__GIVEN EXERCISE A__: Report how many lines in the rows below contain the string "trunk", giving the number alone.

>> Begin PASSAGE TO READ

Central music and lyrics analysis interacts with inclusion of non-musical elements, and that is discussion about the city and popular music, analysis of the biography of the selected band, the main sources of inspiration in the work, the situation or the working conditions of the artists. The form of the songs is based on verse – chorus expanded with instrumental introduction, and instrumental section between the repetition of the choruses or verses; harmony scheme is simple, usually on three chords; most of the selected songs are in medium tempo, intercorrelation of rock and indie-folk is typical for the band. Apart from the traditional music analysis (formal, harmonic, rhythmic) and analysis of the lyrics, we have covered and taken into account the manner in which the musicians created the particular piece of music, the impact and the relationship between music, city, political and cultural contexts or changes.
Considering the analysis of the lyrics from the selected seven songs, we came to the conclusion that Lucia Piussi as an author of the lyrics and in the same time a writer used couple of elements which could be found in the analysis of other rock musicians and poets or writers:
figurative language through metaphors; metonyms (the city and friendships, love); allegories (for example, moral and political significance); allusions (indicating some literary pieces or writers).

>> End PASSAGE TO READ

__GIVEN EXERCISE B__: Carry on the passage analyzing the band's songs and lyrics, picking up after its final sentence.

>> Begin DATA FOR PROCESSING

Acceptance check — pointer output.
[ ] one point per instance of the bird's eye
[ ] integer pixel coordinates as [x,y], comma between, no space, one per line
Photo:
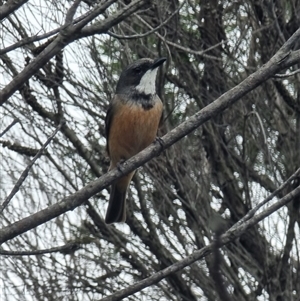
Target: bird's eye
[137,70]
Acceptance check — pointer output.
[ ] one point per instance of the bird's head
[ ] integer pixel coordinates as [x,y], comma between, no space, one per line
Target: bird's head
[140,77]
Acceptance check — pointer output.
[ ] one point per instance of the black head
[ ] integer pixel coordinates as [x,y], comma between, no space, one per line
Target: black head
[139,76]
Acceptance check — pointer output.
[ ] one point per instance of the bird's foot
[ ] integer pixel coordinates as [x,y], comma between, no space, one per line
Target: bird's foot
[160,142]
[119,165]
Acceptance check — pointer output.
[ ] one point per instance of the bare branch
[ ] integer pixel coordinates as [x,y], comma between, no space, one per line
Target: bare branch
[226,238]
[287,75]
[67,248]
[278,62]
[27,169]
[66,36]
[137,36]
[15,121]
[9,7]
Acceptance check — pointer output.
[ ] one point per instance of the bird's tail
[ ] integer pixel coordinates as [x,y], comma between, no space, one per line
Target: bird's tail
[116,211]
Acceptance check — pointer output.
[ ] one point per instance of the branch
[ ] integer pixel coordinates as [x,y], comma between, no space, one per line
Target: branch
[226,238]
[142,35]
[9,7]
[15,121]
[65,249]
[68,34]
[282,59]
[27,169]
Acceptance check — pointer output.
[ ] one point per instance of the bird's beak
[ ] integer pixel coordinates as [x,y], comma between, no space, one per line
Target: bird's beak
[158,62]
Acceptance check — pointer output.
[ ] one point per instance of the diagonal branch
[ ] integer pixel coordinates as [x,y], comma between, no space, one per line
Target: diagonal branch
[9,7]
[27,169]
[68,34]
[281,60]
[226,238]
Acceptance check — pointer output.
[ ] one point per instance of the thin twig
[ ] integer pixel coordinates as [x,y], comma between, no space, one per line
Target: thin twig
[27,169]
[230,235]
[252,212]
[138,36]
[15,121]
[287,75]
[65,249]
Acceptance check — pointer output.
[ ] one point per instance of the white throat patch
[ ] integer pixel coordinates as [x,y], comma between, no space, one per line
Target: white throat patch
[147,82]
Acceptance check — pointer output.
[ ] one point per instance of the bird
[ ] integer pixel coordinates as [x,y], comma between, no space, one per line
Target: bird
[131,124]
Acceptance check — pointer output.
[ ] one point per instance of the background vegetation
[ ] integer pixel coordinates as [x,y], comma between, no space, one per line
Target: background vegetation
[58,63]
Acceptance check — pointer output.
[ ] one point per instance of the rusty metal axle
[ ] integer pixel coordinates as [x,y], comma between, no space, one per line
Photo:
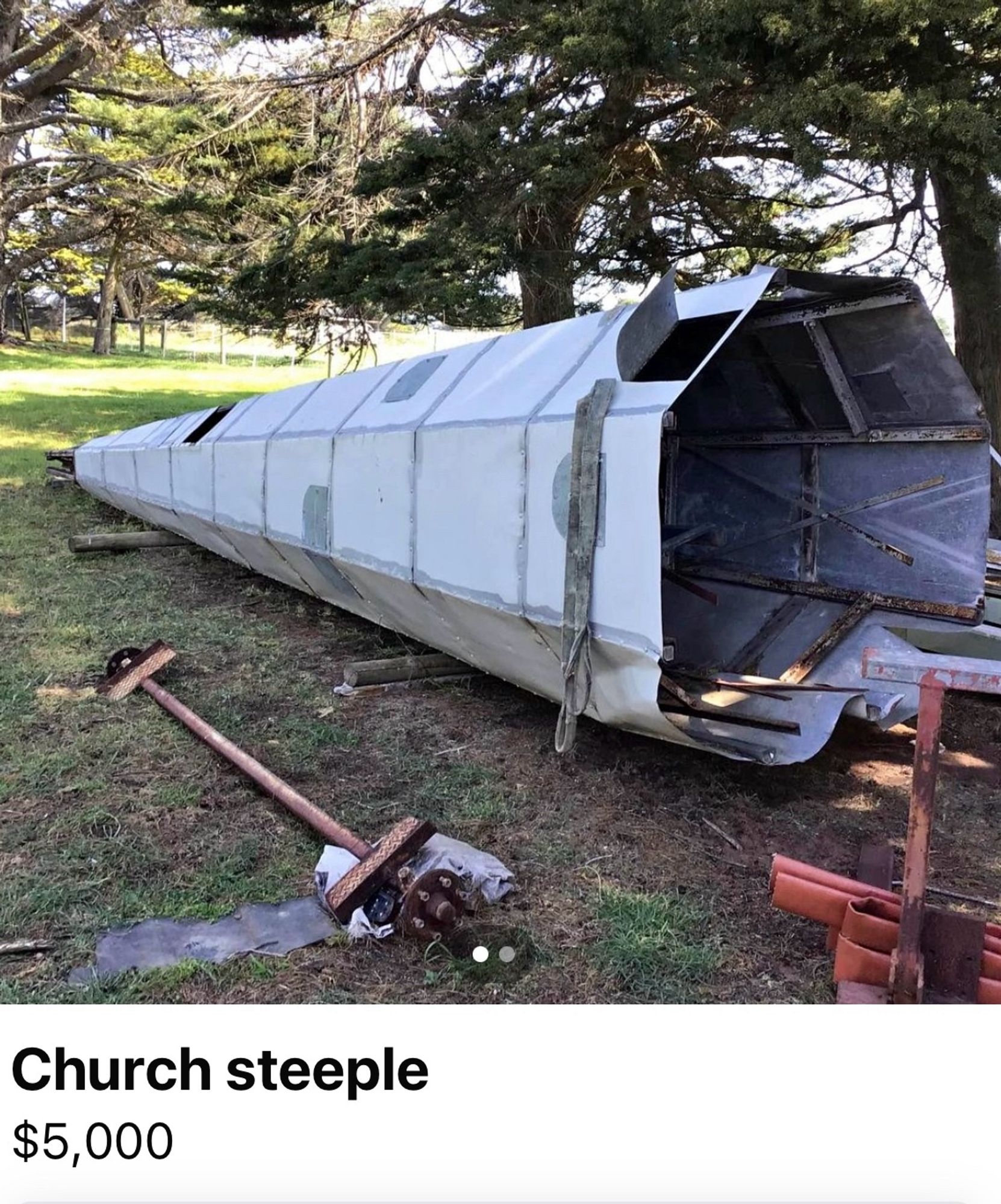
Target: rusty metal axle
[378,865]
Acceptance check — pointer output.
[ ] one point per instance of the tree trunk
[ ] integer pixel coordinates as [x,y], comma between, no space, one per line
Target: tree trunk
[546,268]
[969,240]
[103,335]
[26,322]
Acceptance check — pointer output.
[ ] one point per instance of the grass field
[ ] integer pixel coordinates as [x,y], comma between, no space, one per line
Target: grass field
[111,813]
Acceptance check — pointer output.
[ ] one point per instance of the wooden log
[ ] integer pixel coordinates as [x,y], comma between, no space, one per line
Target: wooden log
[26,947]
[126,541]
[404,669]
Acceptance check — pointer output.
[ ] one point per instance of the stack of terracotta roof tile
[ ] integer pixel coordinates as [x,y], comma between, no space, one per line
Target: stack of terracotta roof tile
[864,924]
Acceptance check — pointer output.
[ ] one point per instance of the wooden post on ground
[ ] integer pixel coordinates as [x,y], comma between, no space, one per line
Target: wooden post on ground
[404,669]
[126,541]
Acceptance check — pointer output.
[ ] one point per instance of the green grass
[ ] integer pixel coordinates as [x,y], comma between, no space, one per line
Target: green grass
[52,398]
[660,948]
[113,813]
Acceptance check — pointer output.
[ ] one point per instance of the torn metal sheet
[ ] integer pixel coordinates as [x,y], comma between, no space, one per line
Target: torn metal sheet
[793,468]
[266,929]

>> End DATA FOR PROCESSING

__RESULT A__: 2

__RESULT B__:
Theoretical discussions about popular music and cities
From the beginning of the 20th century, with the development of industrialization and commercialization, cities were key space for development and production of popular music. Scholars from popular music studies were and remain interested in popular music as a kind of record in urban life. One important statement is that popular music opens up questions of cities and their social relations that other kinds of investigations and analyses mightnot. (Lashua, Wagg, Spracklen, Yavuz, 2019: 2, 3).Various artists, musicians and scholars have thus taken different paths in attempts to ‘sound out’ the city. According to Laing, popular music often emphasizes hidden meaning, different boundaries and unmapped border crossings (Laing, 2010). Thus, popular music with its distinctive characteristics of diverse subgenres offers uniqueness insights into urban space and social-cultural relations (Lashua, Wagg and Spracklen, 2014: 2).
Many rock or pop songs have associated the city with different approaches as excitement, presenting it as an escape from the restrictions of family and home, as celebration, as a place of fun and endless possibility, as a place of action or hope, forbidden pleasures or uncertainty (Cohen, 2017).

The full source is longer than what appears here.